> Exercise aim:
Copy out everything from the line containing "this form: (101,37)." down to the end of the entries below. Replace "Target" with "Query" and leave everything else as it is.

★ ★ ★ ★

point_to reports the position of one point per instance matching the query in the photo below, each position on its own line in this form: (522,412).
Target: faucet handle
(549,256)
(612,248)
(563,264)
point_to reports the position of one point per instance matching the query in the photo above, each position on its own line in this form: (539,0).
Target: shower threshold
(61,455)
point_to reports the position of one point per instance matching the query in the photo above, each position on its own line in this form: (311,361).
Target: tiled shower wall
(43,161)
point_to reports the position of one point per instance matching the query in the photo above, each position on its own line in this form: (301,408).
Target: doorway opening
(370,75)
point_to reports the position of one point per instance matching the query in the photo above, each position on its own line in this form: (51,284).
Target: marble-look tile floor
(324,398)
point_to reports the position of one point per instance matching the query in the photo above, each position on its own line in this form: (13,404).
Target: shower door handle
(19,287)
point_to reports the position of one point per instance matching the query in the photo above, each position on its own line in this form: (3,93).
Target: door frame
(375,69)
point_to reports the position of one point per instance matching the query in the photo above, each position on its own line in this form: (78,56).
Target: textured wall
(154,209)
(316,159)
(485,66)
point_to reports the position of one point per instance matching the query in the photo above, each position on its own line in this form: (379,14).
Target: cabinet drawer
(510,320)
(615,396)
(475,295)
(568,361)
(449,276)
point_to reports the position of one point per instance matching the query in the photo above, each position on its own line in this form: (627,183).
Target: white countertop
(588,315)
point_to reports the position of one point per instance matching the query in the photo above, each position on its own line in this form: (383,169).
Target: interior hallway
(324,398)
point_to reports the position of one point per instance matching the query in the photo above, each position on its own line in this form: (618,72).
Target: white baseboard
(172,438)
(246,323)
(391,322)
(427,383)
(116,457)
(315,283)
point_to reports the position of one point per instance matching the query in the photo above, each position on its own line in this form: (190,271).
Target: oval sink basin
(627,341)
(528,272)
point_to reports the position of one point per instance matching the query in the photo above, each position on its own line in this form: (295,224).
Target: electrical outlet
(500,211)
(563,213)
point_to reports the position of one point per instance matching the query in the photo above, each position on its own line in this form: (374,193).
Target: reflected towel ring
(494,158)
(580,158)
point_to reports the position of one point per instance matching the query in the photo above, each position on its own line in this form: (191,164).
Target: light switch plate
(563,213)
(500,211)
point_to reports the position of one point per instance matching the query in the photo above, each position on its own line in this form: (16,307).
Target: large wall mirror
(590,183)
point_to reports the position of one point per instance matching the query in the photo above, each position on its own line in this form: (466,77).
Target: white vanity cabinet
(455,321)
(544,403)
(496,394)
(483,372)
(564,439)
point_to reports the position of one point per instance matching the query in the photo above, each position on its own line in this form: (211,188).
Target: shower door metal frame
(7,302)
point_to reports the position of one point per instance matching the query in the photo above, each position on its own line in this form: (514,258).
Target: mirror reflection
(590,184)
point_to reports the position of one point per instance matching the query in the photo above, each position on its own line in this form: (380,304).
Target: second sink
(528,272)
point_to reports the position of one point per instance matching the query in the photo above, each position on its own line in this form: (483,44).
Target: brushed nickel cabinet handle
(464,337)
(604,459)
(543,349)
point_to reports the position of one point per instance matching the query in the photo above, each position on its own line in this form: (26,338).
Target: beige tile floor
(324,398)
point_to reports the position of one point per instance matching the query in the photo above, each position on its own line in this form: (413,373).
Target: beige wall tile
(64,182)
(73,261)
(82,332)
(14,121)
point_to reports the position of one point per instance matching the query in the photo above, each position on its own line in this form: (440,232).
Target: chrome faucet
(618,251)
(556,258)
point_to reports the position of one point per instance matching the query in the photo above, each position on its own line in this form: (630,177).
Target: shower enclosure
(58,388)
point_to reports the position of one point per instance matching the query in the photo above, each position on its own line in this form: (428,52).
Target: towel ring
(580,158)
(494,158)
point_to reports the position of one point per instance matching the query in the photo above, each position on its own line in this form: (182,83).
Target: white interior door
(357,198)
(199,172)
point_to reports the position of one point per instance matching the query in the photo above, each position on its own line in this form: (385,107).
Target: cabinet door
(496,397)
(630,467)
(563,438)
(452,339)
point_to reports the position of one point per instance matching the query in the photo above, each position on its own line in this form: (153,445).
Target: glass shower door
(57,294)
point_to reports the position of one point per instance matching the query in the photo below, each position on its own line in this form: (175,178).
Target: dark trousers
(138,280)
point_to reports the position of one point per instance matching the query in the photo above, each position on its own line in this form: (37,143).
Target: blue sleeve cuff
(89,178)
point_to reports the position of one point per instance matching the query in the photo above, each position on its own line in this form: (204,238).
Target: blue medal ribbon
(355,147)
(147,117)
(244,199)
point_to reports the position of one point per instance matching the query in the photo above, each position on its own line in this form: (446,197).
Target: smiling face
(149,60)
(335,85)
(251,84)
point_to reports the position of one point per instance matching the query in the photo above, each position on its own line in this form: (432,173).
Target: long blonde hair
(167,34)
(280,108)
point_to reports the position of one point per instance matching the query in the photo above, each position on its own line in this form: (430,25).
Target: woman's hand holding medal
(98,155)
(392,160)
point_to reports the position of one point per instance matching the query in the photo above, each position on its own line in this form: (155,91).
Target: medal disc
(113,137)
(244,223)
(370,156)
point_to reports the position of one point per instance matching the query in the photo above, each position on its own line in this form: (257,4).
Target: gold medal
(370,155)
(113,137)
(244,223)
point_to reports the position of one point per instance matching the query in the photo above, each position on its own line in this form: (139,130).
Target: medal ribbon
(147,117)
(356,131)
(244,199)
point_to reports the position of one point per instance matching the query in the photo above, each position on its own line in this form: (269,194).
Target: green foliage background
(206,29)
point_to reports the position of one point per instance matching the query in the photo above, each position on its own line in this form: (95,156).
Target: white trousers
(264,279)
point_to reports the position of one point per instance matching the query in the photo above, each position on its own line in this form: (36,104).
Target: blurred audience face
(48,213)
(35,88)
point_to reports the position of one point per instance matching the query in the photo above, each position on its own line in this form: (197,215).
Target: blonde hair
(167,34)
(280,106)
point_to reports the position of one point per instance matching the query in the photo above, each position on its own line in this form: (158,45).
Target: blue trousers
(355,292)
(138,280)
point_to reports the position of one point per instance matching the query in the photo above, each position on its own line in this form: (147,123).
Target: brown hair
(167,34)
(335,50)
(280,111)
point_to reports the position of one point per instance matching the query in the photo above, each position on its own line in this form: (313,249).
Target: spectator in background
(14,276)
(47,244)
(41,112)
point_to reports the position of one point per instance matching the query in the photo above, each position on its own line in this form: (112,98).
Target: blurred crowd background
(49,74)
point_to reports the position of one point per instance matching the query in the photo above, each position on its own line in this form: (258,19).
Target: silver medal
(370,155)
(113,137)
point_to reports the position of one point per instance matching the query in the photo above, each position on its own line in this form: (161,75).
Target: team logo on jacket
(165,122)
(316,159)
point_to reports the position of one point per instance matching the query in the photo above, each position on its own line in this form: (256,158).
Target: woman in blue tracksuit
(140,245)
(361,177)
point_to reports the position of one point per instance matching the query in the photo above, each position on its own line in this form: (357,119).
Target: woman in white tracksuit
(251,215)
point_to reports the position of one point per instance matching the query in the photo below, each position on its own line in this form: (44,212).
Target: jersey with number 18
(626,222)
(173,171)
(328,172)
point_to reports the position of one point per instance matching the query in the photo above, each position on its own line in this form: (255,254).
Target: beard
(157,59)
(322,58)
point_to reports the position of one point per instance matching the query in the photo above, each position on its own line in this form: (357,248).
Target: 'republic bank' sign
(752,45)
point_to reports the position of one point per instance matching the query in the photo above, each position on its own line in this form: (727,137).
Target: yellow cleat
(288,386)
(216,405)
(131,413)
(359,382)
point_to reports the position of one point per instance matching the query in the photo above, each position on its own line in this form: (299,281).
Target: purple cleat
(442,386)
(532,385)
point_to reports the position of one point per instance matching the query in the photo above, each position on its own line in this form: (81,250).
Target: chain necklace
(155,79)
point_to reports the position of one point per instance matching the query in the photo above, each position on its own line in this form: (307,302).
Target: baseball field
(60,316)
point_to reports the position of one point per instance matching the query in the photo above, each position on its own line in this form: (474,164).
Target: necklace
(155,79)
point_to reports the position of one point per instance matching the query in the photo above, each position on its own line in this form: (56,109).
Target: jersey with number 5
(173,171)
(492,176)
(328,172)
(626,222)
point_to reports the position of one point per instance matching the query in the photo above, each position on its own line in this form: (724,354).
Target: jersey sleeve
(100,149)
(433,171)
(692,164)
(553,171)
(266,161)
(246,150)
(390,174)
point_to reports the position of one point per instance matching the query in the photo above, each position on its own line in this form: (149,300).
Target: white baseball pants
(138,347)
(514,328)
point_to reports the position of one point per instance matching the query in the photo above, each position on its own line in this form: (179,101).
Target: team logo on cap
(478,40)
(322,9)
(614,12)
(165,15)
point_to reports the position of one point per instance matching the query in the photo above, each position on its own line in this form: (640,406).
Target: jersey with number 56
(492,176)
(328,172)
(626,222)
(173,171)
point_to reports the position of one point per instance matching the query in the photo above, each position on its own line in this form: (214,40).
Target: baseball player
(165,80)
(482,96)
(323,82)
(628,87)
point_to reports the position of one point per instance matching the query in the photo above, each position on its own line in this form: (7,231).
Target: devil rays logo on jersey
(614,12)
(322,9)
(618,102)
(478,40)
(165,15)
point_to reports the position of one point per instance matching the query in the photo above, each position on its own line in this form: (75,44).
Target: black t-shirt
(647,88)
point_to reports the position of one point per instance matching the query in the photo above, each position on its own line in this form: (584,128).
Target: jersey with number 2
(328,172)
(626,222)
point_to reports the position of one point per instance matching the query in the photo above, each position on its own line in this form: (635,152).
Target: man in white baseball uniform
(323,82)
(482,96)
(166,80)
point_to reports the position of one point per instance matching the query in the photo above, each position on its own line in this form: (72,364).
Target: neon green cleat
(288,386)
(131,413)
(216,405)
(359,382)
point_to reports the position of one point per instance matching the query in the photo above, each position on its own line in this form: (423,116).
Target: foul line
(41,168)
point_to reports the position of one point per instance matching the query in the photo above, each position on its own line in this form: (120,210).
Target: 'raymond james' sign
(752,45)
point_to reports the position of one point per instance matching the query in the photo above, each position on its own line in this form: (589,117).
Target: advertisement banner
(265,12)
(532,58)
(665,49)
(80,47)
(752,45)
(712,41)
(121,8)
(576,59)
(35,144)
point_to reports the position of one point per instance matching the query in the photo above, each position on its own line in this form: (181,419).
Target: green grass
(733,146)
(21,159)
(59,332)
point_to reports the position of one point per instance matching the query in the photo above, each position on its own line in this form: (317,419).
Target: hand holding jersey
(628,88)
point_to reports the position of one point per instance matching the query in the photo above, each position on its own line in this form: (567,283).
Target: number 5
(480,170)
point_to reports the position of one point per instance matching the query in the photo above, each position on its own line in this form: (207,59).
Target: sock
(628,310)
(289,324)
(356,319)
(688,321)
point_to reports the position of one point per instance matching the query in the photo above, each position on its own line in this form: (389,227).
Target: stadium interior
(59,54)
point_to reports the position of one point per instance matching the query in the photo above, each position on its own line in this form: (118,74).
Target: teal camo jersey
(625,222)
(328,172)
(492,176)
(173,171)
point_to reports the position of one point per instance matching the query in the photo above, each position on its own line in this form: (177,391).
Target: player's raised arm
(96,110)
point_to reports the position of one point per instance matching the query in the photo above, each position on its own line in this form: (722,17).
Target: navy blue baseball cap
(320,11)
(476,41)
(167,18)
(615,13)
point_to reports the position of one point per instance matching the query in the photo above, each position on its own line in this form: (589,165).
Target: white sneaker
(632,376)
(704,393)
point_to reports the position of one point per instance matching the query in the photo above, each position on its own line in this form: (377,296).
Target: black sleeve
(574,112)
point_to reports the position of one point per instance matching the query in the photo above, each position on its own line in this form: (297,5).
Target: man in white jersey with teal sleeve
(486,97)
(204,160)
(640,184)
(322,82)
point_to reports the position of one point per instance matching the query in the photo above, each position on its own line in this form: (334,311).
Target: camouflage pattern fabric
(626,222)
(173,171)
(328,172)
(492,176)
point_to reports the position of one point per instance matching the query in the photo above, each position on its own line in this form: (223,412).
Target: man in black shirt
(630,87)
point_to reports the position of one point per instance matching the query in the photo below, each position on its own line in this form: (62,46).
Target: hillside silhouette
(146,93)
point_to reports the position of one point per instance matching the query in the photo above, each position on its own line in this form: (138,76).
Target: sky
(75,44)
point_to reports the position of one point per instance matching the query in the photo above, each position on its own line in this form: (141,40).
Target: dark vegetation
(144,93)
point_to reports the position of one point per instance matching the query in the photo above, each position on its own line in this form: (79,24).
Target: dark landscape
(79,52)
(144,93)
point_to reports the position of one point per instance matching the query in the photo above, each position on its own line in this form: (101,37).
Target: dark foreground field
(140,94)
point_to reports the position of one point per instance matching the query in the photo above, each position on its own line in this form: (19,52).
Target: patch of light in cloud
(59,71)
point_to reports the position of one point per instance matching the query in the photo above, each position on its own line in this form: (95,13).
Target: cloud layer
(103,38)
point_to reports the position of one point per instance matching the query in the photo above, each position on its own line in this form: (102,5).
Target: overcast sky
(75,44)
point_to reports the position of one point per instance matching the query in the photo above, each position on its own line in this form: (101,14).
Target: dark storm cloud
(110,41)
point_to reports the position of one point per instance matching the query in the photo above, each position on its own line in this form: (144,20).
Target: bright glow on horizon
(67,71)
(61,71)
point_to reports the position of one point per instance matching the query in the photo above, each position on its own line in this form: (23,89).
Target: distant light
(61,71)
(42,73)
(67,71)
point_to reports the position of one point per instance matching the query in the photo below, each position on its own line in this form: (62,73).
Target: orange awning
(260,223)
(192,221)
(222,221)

★ ★ ★ ★

> Answer for the task:
point_to reports the position of one point per instance matching the query in the photo above, each position on its own line in this form: (101,37).
Query: dark foreground field
(140,94)
point_to reports the position of one point per instance matching the query in the photo above, each position on its own line in this form: (19,52).
Query: patch of light in cloud
(59,71)
point_to reports the position of one point per instance matching the query in the photo above, each position on its own line in this form: (95,13).
Query: cloud layer
(103,38)
point_to reports the position of one point per instance matching the query in the photo above, each position on its own line in this form: (102,5).
Query: overcast sky
(75,44)
point_to reports the position of one point per instance matching the query in the photo above, each position on its own line in this form: (101,14).
Query: dark storm cloud
(110,41)
point_to reports the position of one point per instance matching the query in the photo above, each position on its own line in this form: (144,20).
Query: bright glow on horizon
(67,71)
(61,71)
point_to reports the position of one point per instance matching the query in the photo above, each position on its own line in this form: (23,89).
Query: distant light
(61,71)
(42,73)
(67,71)
point_to reports the position of one point per instance matching the query in the photo below, each position on its own line in this form: (62,73).
Query: orange awning
(260,223)
(192,221)
(222,221)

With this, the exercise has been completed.